*TEXT FOR ANALYSIS*:
*** Block opens ***
Major film commission The Drift, 2017 at Chisenhale Gallery was Maeve Brennan’s first institutional show. In the film, Brennan - who had been based between Beirut and London from 2013-16 - explored the shifting economies of archaeological objects and historic materials. Informed by a significant period of research and fieldwork, The Drift seamlessly merged serious investigative film practice with subjective fiction; combining documentary footage with staged scenes. The film used three main characters to provide a narrative arc - an archaeologist, the restorative gatekeepers of the Roman temples in Niha, and a mechanic and joyrider from Britel. The oscillation between smuggled antiquities and exchanged car parts created a subtle and intimate set of images, in order to quietly explore the politics of restoration, and open up a multifarious and alternative dialogue on the sociopolitical developments of contemporary Lebanon.
Read more: chisenhale.org.uk
Devotional Document (Part I)
Wu Tsang
Nottingham Contemporary
Sat 20 May – Mon 28 August 2017

Devotional Document (Part I) was Wu Tsang’s first solo show in the UK, bringing together two film installations and a video: Shape of a Right Statement, 2008, Damelo Todo/Odot Olemad, 2010–15 - which tells the fictional story of a Salvadorian teenager who flees civil war and seeks refuge in the legendary LA bar - Silver Platter, and Duilian, 2016. Duilian explored the lost, queer history of the Qing Dynasty revolutionary feminist poet Qiu Jin (played by Tsang’s frequent collaborator, the performance artist boychild), who was executed in 1907 due to her attempt to overthrow the imperial Chinese government. The sensual, magical realist film - primarily set on a colonial junk boat in Hong Kong’s Victoria Harbour - imagined an intimate, romantic relationship between Qiu Jin and the calligrapher Wu Zhiying (played by Tsang), intercut with sequences of contemporary choreography and martial arts.
Read more: nottinghamcontemporary.org
Dreamers Awake
White Cube Bermondsey
Wed 28 June – Sun 17 September 2017

Curated by Susanna Greeves, the extensive group show Dreamers Awake at White Cube Bermondsey explored the enduring influence of Surrealism through the work of over fifty women artists from the 1930s to the present day. The exhibition featured women closely associated with the original avant-garde movement, such as Eileen Agar, Leonora Carrington, Lee Miller, Dorothea Tanning and Leonor Fini, along with later work from Francesca Woodman, Hannah Wilke, Louise Bourgeois, Helen Chadwick, Kiki Smith, Alina Szapocznikow, and Mona Hatoum, and emerging artists such as Kelly Akashi, Caitlin Keogh, and Nevine Mahmoud. Themes of sexuality, eroticism, the body, humour, fragmentation and fetishism reverberated throughout the space.
Read more: whitecube.com
INTERSTICES
Terre Thaemlitz
Auto Italia Live
Tue 3 October – Sun 3 December 2017

Terre Thaemlitz’s work combines identity politics with an ongoing analysis of commercial media production. Auto Italia presented Thaemlitz’s 2000–03 multimedia work, INTERSTICES, in their project space, marking the first time the ‘full electroacoustic audio video installation work’ has been exhibited in the UK. INTERSTICES investigates the spaces between non-essentialist gender, sexual orientations, and other constructs of identity, such as queer pansexuality and transgenderism, exploring the topics of intersexual birth, gender reassignment surgery, sex acts, and job opportunities through the lens of the private and the public. On the closing weekend of the exhibition, Auto Italia hosted a powerful and expansive panel discussion ‘On Nuisance’, which explored the notion of a ‘nuisance’ as a subject position, and as a potential form of resistance.
*** Block closes ***
*LISTED RECORDS*:
*** Block opens ***
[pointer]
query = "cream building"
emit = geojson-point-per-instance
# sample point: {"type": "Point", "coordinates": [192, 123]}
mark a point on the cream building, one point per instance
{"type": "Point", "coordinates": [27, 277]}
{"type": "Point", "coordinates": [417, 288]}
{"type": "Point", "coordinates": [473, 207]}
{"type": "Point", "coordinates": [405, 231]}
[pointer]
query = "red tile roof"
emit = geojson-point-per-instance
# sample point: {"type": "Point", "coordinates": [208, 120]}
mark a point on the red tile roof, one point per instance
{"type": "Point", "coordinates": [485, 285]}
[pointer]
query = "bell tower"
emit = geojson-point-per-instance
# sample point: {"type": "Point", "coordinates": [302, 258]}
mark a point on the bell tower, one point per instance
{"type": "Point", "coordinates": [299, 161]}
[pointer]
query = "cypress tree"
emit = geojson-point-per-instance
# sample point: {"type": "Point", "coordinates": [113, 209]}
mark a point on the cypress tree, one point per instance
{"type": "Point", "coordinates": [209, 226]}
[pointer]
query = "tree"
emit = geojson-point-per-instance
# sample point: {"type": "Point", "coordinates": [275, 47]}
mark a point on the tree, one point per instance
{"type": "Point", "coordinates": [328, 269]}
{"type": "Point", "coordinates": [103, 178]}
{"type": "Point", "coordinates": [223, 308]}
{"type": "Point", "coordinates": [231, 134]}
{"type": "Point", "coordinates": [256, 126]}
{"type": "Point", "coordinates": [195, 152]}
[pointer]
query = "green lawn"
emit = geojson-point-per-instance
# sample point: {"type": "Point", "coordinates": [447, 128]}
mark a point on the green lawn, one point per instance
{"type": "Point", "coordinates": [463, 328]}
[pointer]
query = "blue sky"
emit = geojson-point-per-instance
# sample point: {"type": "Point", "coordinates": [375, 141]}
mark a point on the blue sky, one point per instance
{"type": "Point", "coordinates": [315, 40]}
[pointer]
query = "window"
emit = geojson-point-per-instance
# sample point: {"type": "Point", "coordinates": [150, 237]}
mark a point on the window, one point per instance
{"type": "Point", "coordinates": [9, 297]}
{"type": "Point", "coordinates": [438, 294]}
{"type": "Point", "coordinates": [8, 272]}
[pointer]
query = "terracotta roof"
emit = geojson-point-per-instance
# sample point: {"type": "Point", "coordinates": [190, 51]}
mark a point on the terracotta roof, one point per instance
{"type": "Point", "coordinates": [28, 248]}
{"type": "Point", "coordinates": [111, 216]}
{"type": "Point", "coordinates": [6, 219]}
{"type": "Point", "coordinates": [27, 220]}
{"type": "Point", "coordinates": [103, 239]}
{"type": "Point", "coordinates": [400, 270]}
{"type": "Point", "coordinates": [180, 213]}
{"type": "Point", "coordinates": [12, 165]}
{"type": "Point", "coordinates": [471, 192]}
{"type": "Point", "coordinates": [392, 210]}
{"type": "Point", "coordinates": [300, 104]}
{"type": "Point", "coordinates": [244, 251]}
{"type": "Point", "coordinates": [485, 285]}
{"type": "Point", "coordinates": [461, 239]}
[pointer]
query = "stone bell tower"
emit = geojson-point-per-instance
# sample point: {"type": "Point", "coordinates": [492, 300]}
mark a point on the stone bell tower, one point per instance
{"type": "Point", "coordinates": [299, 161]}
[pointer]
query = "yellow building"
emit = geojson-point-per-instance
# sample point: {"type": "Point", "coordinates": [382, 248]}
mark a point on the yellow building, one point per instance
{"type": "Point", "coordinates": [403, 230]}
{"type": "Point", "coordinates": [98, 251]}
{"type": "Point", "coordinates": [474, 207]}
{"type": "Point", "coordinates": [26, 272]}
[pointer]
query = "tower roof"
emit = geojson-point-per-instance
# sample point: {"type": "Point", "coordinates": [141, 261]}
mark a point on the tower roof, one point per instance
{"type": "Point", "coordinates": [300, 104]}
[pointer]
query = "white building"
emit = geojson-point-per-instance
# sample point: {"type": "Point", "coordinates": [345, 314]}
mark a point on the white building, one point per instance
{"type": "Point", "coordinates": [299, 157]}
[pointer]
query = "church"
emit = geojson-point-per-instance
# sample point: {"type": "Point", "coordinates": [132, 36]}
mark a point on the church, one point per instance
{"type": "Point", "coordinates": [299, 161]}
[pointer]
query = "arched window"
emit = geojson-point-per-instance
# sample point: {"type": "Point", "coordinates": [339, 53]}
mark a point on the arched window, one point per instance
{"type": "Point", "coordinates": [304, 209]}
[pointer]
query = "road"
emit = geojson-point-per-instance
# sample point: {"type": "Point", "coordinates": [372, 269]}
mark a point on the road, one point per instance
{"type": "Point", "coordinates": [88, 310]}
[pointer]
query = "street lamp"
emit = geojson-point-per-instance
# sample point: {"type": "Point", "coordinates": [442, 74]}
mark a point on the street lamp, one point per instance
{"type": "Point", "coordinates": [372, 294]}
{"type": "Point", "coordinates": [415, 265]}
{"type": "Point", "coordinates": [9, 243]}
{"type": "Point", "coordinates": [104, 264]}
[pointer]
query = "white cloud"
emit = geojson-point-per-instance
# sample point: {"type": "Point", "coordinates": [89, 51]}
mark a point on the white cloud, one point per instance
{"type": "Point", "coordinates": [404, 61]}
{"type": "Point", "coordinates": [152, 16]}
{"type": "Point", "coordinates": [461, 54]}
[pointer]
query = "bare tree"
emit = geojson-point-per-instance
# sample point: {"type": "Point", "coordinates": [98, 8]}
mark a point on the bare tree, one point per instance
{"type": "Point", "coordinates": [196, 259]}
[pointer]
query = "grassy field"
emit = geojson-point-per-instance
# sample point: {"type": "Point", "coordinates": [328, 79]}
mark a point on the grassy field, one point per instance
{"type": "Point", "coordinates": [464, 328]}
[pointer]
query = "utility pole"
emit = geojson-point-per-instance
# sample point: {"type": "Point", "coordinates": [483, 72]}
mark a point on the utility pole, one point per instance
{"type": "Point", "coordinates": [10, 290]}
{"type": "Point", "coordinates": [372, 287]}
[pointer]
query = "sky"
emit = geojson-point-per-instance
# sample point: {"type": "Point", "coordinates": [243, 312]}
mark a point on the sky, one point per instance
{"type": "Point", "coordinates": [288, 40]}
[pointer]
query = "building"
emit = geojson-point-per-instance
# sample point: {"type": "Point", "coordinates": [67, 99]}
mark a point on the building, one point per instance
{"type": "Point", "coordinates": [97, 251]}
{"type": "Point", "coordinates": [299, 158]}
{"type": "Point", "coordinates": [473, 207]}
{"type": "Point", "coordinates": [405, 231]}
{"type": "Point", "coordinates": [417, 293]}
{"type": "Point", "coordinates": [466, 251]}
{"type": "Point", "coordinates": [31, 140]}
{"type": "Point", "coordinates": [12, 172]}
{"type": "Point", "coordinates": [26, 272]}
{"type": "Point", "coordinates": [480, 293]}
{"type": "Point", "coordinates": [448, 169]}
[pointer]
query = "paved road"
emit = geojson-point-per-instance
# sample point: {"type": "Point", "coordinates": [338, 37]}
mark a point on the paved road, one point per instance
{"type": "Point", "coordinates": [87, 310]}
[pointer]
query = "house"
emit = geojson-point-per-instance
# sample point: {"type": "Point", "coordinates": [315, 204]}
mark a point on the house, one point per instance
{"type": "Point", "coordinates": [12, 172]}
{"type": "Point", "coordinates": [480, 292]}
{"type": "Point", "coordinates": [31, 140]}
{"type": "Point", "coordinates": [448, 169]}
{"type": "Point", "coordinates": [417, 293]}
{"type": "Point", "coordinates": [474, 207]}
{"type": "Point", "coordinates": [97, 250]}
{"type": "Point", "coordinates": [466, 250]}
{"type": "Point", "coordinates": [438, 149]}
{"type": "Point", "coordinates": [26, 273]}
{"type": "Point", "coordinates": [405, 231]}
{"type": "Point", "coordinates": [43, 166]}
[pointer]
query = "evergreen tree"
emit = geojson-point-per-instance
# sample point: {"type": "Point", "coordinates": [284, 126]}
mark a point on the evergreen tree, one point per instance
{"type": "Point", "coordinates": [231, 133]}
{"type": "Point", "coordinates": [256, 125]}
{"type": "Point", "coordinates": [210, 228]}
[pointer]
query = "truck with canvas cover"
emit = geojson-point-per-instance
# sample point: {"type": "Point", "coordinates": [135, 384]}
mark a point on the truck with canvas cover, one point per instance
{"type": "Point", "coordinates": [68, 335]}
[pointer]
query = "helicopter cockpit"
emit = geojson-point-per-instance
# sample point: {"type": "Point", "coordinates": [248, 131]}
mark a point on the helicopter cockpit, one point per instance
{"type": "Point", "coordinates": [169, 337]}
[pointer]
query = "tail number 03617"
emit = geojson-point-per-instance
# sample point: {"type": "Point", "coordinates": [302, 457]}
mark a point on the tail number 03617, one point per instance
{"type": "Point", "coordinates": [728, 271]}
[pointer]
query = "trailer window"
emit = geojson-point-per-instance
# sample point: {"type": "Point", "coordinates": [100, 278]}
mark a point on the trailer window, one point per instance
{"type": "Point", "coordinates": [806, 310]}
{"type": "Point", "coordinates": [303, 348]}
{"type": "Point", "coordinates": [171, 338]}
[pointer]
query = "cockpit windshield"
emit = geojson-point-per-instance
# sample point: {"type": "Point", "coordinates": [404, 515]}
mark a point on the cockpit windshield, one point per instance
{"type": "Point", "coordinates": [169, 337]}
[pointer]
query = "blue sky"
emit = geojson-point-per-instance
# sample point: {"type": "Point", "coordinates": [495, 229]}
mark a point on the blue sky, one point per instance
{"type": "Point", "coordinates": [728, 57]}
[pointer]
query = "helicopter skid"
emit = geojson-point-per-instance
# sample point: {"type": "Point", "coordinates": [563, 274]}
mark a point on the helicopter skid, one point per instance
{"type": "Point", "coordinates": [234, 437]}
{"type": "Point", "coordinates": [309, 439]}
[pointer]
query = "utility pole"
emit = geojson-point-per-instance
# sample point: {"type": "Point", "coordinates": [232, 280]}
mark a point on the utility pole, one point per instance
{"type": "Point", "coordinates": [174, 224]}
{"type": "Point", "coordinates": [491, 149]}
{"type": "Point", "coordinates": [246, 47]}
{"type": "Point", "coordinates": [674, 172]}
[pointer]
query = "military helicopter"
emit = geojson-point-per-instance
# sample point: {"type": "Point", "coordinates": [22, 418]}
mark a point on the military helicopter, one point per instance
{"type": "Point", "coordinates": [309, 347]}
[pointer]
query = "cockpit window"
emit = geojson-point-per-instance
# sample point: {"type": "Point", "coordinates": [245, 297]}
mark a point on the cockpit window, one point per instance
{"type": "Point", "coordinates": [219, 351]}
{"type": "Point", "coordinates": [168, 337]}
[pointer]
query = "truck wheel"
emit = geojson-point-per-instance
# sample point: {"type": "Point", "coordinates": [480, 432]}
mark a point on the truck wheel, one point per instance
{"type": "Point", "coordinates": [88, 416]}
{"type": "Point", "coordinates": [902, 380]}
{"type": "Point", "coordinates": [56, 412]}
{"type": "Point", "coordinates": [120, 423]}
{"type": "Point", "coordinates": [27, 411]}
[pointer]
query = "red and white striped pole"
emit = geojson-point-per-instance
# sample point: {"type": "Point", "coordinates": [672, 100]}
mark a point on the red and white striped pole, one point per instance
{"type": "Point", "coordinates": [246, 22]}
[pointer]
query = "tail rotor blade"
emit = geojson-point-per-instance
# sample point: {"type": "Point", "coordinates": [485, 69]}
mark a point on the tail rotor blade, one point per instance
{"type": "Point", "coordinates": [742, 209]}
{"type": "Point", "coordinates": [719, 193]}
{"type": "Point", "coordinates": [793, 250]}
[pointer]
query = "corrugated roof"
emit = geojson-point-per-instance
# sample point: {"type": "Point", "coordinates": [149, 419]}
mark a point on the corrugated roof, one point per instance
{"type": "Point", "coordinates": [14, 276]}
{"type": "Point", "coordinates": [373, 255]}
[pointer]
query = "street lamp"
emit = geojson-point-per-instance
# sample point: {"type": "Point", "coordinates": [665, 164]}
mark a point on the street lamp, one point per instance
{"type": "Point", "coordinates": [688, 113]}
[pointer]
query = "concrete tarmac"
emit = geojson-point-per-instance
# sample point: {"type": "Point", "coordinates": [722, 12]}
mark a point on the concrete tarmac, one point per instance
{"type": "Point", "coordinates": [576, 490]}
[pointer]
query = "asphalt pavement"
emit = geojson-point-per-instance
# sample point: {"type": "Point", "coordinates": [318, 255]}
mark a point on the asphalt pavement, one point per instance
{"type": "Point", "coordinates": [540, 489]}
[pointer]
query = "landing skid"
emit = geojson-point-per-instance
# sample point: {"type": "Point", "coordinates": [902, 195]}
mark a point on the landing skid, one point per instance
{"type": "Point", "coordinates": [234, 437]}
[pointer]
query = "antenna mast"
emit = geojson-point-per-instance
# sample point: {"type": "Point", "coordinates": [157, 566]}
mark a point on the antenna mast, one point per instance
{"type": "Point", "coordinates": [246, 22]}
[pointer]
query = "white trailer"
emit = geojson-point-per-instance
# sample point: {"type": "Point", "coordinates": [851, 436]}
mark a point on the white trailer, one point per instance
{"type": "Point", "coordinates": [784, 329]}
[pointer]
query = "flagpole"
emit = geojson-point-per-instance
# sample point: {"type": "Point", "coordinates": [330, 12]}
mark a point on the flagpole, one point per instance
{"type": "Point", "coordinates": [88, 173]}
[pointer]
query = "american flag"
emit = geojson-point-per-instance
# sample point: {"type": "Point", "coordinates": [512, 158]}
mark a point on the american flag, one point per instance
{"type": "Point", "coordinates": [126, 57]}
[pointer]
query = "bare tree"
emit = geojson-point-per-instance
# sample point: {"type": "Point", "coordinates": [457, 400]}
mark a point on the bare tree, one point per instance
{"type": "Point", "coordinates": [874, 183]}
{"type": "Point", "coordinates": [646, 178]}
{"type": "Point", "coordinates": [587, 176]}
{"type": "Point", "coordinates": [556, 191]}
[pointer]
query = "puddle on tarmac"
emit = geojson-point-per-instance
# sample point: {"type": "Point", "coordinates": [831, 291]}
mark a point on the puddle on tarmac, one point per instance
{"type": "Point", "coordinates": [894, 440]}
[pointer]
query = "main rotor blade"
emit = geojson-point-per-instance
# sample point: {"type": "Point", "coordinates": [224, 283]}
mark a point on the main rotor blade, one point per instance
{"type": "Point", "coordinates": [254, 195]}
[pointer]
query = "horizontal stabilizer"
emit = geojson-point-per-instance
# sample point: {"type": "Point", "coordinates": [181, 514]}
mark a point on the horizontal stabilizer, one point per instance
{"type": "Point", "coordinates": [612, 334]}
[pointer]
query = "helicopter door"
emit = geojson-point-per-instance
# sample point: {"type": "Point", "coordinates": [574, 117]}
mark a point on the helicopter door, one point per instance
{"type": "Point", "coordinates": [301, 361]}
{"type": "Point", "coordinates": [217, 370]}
*** Block closes ***
*GOAL OF THE EXERCISE*:
The text on 2017 exhibitions names women closely associated with the original Surrealist movement who were featured in Dreamers Awake. List all of them.

*ANSWER TO THIS PROBLEM*:
Eileen Agar, Leonora Carrington, Lee Miller, Dorothea Tanning, Leonor Fini